■ Work to be completed
Below are some entries. Output each one exactly as it appears.

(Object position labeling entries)
- - - - - - -
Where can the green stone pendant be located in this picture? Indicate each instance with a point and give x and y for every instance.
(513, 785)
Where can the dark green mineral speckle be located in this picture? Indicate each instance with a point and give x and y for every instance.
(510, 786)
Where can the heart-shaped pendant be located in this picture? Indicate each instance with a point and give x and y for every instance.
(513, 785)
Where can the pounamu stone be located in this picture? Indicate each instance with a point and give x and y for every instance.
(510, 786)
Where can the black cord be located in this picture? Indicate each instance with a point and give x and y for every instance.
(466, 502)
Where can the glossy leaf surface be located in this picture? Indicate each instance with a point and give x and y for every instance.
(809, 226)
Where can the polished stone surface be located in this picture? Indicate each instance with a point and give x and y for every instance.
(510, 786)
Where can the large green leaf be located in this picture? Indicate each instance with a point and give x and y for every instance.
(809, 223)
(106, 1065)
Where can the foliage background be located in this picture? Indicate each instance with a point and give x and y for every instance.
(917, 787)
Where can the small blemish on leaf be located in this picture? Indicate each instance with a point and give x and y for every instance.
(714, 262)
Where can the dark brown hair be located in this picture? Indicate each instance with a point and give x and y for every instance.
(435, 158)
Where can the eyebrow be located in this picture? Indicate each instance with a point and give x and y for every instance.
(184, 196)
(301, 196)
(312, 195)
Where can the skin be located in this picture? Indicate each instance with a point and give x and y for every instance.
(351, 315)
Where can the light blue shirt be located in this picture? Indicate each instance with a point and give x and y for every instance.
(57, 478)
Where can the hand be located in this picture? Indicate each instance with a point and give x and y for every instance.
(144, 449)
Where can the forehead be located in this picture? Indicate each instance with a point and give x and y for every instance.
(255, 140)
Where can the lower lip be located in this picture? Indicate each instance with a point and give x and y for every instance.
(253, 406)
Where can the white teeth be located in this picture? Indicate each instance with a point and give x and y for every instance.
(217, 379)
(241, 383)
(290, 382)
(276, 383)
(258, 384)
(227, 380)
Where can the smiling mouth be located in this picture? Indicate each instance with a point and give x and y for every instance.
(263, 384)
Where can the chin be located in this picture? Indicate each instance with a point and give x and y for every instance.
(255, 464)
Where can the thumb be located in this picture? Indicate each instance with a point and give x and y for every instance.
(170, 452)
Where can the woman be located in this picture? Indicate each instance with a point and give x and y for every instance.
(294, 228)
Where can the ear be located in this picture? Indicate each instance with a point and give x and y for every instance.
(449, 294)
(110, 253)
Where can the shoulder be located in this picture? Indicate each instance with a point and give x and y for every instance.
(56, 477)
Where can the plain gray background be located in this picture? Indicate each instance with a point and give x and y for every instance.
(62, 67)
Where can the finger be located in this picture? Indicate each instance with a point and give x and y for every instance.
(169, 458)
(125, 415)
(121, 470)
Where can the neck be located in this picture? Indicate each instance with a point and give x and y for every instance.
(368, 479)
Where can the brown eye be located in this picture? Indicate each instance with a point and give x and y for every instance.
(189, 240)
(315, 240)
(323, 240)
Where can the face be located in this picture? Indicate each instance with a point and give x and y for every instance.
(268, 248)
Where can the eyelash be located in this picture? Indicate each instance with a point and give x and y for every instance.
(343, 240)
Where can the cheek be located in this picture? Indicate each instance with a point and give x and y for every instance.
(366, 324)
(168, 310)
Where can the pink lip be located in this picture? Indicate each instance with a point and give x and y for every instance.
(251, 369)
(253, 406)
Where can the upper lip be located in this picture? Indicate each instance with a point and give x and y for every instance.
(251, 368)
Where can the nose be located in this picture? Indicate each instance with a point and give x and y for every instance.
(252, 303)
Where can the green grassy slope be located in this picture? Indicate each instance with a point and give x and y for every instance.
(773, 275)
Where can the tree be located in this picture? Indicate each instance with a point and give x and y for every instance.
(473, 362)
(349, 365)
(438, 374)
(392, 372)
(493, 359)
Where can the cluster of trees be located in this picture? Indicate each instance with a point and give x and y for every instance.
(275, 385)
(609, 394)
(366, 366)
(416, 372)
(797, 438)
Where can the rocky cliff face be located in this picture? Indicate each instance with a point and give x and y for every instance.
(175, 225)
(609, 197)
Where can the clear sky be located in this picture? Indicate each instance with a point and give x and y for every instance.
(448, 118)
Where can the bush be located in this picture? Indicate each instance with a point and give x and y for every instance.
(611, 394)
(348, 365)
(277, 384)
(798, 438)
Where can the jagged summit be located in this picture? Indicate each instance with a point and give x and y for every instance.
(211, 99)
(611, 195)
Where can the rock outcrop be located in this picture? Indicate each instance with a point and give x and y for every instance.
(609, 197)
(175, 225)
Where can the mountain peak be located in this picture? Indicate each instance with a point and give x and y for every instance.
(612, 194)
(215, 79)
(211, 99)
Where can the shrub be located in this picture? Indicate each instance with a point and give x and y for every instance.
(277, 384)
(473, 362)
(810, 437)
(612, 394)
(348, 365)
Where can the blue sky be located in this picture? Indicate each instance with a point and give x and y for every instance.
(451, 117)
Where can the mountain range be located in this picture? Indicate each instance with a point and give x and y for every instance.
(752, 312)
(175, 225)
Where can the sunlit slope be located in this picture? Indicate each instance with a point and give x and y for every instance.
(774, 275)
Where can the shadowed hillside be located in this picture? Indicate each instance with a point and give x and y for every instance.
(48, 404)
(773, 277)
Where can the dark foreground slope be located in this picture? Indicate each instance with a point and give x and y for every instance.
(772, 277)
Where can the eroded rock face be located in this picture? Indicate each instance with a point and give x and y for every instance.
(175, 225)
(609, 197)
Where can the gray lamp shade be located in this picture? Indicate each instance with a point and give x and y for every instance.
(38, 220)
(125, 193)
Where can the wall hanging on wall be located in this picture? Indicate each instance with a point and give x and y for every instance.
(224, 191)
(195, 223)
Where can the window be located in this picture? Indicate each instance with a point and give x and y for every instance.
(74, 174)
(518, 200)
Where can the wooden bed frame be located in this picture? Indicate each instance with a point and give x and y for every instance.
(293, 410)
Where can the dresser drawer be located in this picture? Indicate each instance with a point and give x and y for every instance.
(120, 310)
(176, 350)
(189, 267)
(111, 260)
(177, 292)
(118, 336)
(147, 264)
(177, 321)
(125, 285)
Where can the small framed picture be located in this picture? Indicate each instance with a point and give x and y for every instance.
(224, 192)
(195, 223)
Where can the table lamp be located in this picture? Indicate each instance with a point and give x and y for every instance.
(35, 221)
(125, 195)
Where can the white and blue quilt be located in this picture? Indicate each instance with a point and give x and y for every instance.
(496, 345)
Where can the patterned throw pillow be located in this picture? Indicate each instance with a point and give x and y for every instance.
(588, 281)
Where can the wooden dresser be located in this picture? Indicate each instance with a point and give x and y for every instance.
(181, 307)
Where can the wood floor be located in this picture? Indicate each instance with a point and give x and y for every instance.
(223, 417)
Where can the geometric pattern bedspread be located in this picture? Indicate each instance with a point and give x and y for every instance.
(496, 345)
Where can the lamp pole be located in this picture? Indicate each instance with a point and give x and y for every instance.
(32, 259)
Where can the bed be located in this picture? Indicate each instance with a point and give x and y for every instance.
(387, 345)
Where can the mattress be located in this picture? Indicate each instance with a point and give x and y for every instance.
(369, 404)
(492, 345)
- - - - - - -
■ Result
Where can the green stone pendant be located in this picture? Indicate each instance with a point and give x and y for every instance.
(513, 785)
Where can the dark green mineral speckle be located in this picture? Indicate each instance with a point and give x and y for every instance.
(510, 786)
Where can the heart-shaped pendant be located in this picture? Indicate each instance with a point and give x and y for every instance.
(513, 785)
Where can the pounamu stone be located in this picture? Indicate each instance with a point and give x and y for every instance.
(510, 786)
Where can the black cord be located in this picture? Indicate each instance with a point and give x and y for every instance.
(466, 502)
Where can the glossy leaf surface be located in this picture? Indicate each instance with a point and give x and y for every instance.
(809, 226)
Where can the polished stone surface be located in this picture? Indicate each instance with a point and give x and y for every instance.
(510, 786)
Where can the large green leaf be located in this picture? Indicate each instance with a point and give x and y for every instance.
(809, 223)
(106, 1065)
Where can the foliage background be located in this picture? Indicate each instance with a point and give x and y for every instance.
(917, 787)
Where can the small blemish on leaf be located in this picture? Indicate each instance with a point and give x and y for every instance.
(714, 262)
Where can the dark brown hair be located in this picture? Indicate each instance with a point and give x and y for every instance.
(435, 158)
Where can the eyebrow be located in this picture? Indicate each instance with a point and give x and y for every instance.
(184, 196)
(301, 196)
(312, 195)
Where can the skin be located in this picture? Indicate each instance with a point and give x and y for every instance.
(351, 315)
Where can the light blue shirt be located in this picture? Indicate each instance with a point and give x and y for every instance.
(57, 478)
Where can the hand be located in this picture? Indicate each instance with a point and give x and y for every instance.
(144, 449)
Where can the forehead be located in this picture? Indicate each instance with a point and give x and y for every instance.
(255, 140)
Where can the lower lip be located in this picture? Indicate each instance with a point and give x and y for every instance.
(253, 406)
Where can the white teeth be located in this picture? Indicate each instance with a point and give x and y for every instance.
(217, 379)
(241, 383)
(290, 382)
(276, 383)
(258, 384)
(227, 380)
Where can the smiling mouth be located in this picture? Indicate each instance with a point and give x and y for every instance.
(263, 384)
Where can the chin be located in this picture? Indicate each instance with a point and give x and y for every instance.
(255, 464)
Where can the thumb be located in this picture? Indicate each instance with a point and give x and y for every instance.
(170, 452)
Where can the woman be located in this picture? Indicate each instance with a point and give x and y for every instance.
(294, 228)
Where can the ear be located in this picture? Indicate each instance with a point and give x and y for every instance.
(449, 294)
(110, 253)
Where can the shoulder be located in this picture? Indicate each instance with a point and give x and y for every instance.
(56, 477)
Where can the plain gray background be located in this picture? Indicate each instance with a point and give x and y for every instance.
(62, 67)
Where can the finger be located in this picture? Indicate each instance with a point and give x and y for every instance.
(169, 458)
(125, 415)
(121, 470)
Where can the neck be located in this picture? Indicate each instance with a point and give x and y for every instance.
(368, 479)
Where can the brown eye be located in this picture? Indicate each instance with a point and give x and y for every instance.
(189, 240)
(315, 240)
(323, 240)
Where can the face be located in this picture? Indicate each instance with a point and give x and y for every instance.
(268, 248)
Where can the eyelash be located in this picture? Indicate each instance with a point and give x and y for every instance.
(343, 240)
Where can the cheek be located in this picture? Indicate each instance with a point and give x and y for every instance.
(366, 324)
(168, 310)
Where can the pink lip be located in this picture? Indicate each instance with a point and give x and y for every instance.
(251, 369)
(253, 406)
Where can the upper lip be located in this picture? Indicate each instance with a point and give x and y for every instance.
(251, 368)
Where can the nose be located in this picture? Indicate each instance with a point and give x and y for every instance.
(252, 303)
Where can the green grassy slope be located in this picture? Indicate each instance with a point and give x and y for every instance.
(773, 275)
Where can the tree be located in this picture? Indicate each instance with a point and give x and y for every instance.
(473, 362)
(349, 365)
(438, 374)
(392, 372)
(493, 359)
Where can the cluster of trees be located in this picture? Indicate each instance with a point and give x and y for every instance.
(275, 385)
(609, 394)
(366, 366)
(416, 372)
(797, 438)
Where can the rocky cliff face be located in this picture? Indicate each instance with a point and give x and y for every instance.
(175, 225)
(609, 197)
Where can the clear sky be located in this picture? Indicate each instance with a point and give x and y for every instance.
(448, 118)
Where can the bush be located in this picture? Indicate each instance with a point and give x and y for every instance.
(611, 394)
(348, 365)
(277, 384)
(798, 438)
Where can the jagged summit be located in this picture? Indicate each instance with a point and give x and y for every instance.
(211, 99)
(611, 195)
Where can the rock outcrop be located in this picture? Indicate each instance with a point and give x and y for every instance.
(609, 197)
(175, 225)
Where can the mountain peak be located in this picture? Indicate each instance with a point and give x and y for every instance.
(612, 194)
(215, 79)
(211, 99)
Where can the shrub be located in this picture? Indicate each instance with a point and give x and y for every instance.
(277, 384)
(473, 362)
(810, 437)
(612, 394)
(348, 365)
Where can the blue sky be located in this picture? Indicate each instance with a point and give x and y for every instance.
(451, 117)
Where can the mountain range be located in this picture? Indicate each instance with a point and give x and y for every instance.
(752, 312)
(175, 225)
Where can the sunlit slope be located in this picture? Indicate each instance with a point and give x and y for every instance.
(774, 275)
Where can the shadowed hillside be located in this picture? Indicate each instance with a point and give x and y for every instance.
(48, 404)
(773, 277)
Where can the dark foreground slope be located in this picture? Indicate each instance with a point and give x and y for every instance.
(772, 277)
Where can the eroded rock face be located in this picture? Indicate each instance with a point and give x and y for every instance.
(175, 225)
(609, 197)
Where can the gray lamp shade be located in this picture? Indicate each instance with a point and give x and y for every instance.
(38, 220)
(125, 193)
Where can the wall hanging on wall be located in this picture? Indicate each instance with a point and give x and y for every instance.
(224, 191)
(195, 223)
Where can the window be located in this picture? Indicate each instance with a point and give x and y for every instance.
(74, 174)
(518, 200)
Where can the wooden bed frame be located in this picture? Indicate each instance with a point and give x and y for every instance.
(293, 410)
Where can the dresser drawer be located in this picture? Indicate each instance with a point and give x and y for every instance.
(120, 310)
(176, 350)
(189, 267)
(111, 260)
(177, 292)
(118, 336)
(147, 264)
(177, 321)
(125, 285)
Where can the small framed picture be located in this picture? Indicate each instance with a point and give x and y for every instance.
(224, 192)
(195, 223)
Where can the table lamp be located in this picture? Indicate each instance with a point and give x and y for every instance.
(35, 221)
(125, 195)
Where can the white and blue quilt be located in this picture? Indicate each instance with a point and give x and y for every instance.
(496, 345)
Where can the patterned throw pillow be located in this picture? Indicate each instance with a point and give x and y for every instance.
(588, 281)
Where can the wooden dresser be located in this picture? Indicate each instance with a point and give x and y for every instance.
(181, 307)
Where can the wood floor be located in this picture? Indicate each instance with a point and give x and y for every instance.
(223, 417)
Where can the geometric pattern bedspread be located in this picture? Indicate each instance with a point and give x and y for every instance.
(496, 345)
Where can the lamp pole be located in this picture? Indicate each instance with a point and give x and y for every instance.
(32, 259)
Where can the bed be located in this picture? Indicate each instance with a point and give x and y for every instance.
(387, 345)
Where can the mattress be located in this picture? Indicate each instance with a point and give x and y for every instance.
(369, 404)
(492, 345)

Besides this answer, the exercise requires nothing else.